# Response to a 7 kyu’s reddit question

I thought this was something long enough that maybe others could benefit as well.

Copying from a document so hopefully it transfers well…

So I’m going to go through step by step to analyze your Go. So first up, I took a look at your account. One big thing that I noticed is the difference in the number of games played this month versus previous months.

In October you have played 44 ranked games and the month isn’t over yet. In September you played 3 games, and in August you played 4. You are too high of a level for you to pick it back up one month and somehow start improving a ton of ranks. 9k is already the top 50% of Go players. Going from 2020 to now, you played about 243 games. It takes 100 games or more to get to 19 kyu. From 19 kyu to 9 kyu takes several hundred. If you are playing less than 100 games a year, how are you supposed to improve?

With that being said, 44 games is a good number to have. Keep it up!

SET TASKS =>
a. From the reply about Go practice, list each month it names along with the number of games played in that month.
b. Continue the reply about Go practice, beginning after its final sentence and keeping its voice.
The items that follow have no connection to the reply about Go practice.

Data listing

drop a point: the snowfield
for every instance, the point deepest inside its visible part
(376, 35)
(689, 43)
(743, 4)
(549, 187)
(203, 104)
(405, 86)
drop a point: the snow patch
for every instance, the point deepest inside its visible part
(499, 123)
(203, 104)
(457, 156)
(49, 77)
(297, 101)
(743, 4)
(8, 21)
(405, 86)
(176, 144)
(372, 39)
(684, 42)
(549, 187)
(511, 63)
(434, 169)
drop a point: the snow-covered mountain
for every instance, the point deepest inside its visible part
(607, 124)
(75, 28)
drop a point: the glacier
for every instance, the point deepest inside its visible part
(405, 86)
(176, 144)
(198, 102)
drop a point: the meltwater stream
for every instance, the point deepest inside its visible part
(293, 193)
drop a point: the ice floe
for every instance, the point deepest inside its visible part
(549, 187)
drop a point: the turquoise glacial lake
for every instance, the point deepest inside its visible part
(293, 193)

FINAL ANSWERS =>
a.
October: 44 games (month not yet over)
September: 3 games
August: 4 games

b.
I did look at the rank graph and noticed a decline. I wouldn’t worry about this at all. The OGS algorithm didn’t even have enough data to know how strong you are. So if you thought you were 5 kyu, and you only played 10 games, and now after 44 you are 7 kyu, it is not because you are weaker. It is because the algorithm was trying to figure out where to put you.

You also need to realize, 7 Kyu is NOT an insult. You are better than half the community, have more confidence! You post reads as impatience and frustration to me. But I am not in your head, so it’s up to you to know yourself. But it sounds like you are not having fun.

If you are not having fun, it begs the question, why are you playing? Pride? Lost cost fallacy? Or something else? Go is a game. I just had a conversation with my student about this. When you pick up a video game, or some other hobby, why are you not stressed when you play it? In our conversation it was Baulder’s Gate. (Amazing game!) I asked why was he not stressed thinking about that? Why wasn’t he thinking about how many hours he needed to research his build to play perfectly/better? You don’t think about these things because it’s not fun. You are playing the game because you enjoy it. Not because you have to.

Imagine, your mom comes in, “Why are you not playing video games? Why are you reading a book! What is wrong with you! Do something good with your life like this thing that I think is good for you!” Would you still enjoy playing the video game when you wanted to finish that book? Now that you HAVE to play the game? Your brain is the mom here telling you to play Go and stop wasting your time. Why are you not improving ect. ect.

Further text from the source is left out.